* [PASSAGE]
The proposed Dublin Harbour Public Baths was a scheme with more egalitarian intentions. “It’s hard to resent someone when you’re in a swimsuit” may have been their guiding motto. Following similar schemes in Paris, Berlin and Copenhagen, the bridge-slash-leisure centre would consist of pools for children, diving and swimming, as well as changing facilities and a café. The designers, Julien De Smedt architects, claim (in broken English) that “A social separation between the North and South exists through a physical divide. We want the harbour bath to serve as a Hub that reconnects the differences”. Of course, this scheme may have been more effective if the proposed site of the Baths wasn’t the Grand Canal Dock, with Ringsend on the Southern side, and Hanover Quay on the North. To save you loading up Google maps, both these areas are on the South side of the Liffey.

* [DATASET SECTION]
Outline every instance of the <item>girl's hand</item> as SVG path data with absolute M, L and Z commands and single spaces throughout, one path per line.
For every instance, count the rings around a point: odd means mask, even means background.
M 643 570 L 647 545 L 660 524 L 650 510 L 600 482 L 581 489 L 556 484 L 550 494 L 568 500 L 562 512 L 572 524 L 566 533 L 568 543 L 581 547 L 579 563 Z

* [WRITTEN EXERCISE 1]
Answer these questions from the passage on the Dublin Harbour Public Baths, one per line:
(a) In which cities were there similar schemes?
(b) Who designed the Baths?
(c) What was the proposed site?
* [WRITTEN EXERCISE 2] Can you extract from the passage on the Dublin Harbour Public Baths the stretch from "The proposed Dublin" through "of the Liffey."?
* [WRITTEN EXERCISE 3] Can you continue the passage on the Dublin Harbour Public Baths from the point where it stops?
The lines above stand apart from the passage and are separate material.

* [WRITTEN REPLY 1]
(a) Paris, Berlin and Copenhagen
(b) Julien De Smedt architects
(c) The Grand Canal Dock

* [WRITTEN REPLY 2]
The proposed Dublin Harbour Public Baths was a scheme with more egalitarian intentions. “It’s hard to resent someone when you’re in a swimsuit” may have been their guiding motto. Following similar schemes in Paris, Berlin and Copenhagen, the bridge-slash-leisure centre would consist of pools for children, diving and swimming, as well as changing facilities and a café. The designers, Julien De Smedt architects, claim (in broken English) that “A social separation between the North and South exists through a physical divide. We want the harbour bath to serve as a Hub that reconnects the differences”. Of course, this scheme may have been more effective if the proposed site of the Baths wasn’t the Grand Canal Dock, with Ringsend on the Southern side, and Hanover Quay on the North. To save you loading up Google maps, both these areas are on the South side of the Liffey.

* [WRITTEN REPLY 3]
Although interesting both visually and as a social amenity, perhaps the reason that the bath was never intended for the Liffey was that other plans had already claimed our capital river.

Forward for hot air balloons, Anthony Gormley and the Monorail

Illustration by Fuchsia Macaree

The Liffey

Tethered to a platform floating in the middle of the river, the Liffey Observation balloon would soar 200 metres above Dublin, giving better views than the Guinness Storehouse, the Smithfield chimney or even the highest plans of the unfinished U2 tower. Filled with Helium, the balloon could take up to 30 passengers per trip.

The balloon’s platform could be accessed by a drawbridge extending from the front of the Smock Alley Theatre’s reclaimed church façade. The bridge could be taken up at night time as a safety precaution. In the Winter season, it could be dismantled altogether. Proposed by Howley Harrington Architects, with a design modelled on similar balloons that exist in France and Switzerland, the balloon was intended to provide the observation point that many thought that the Spire’s missed out on.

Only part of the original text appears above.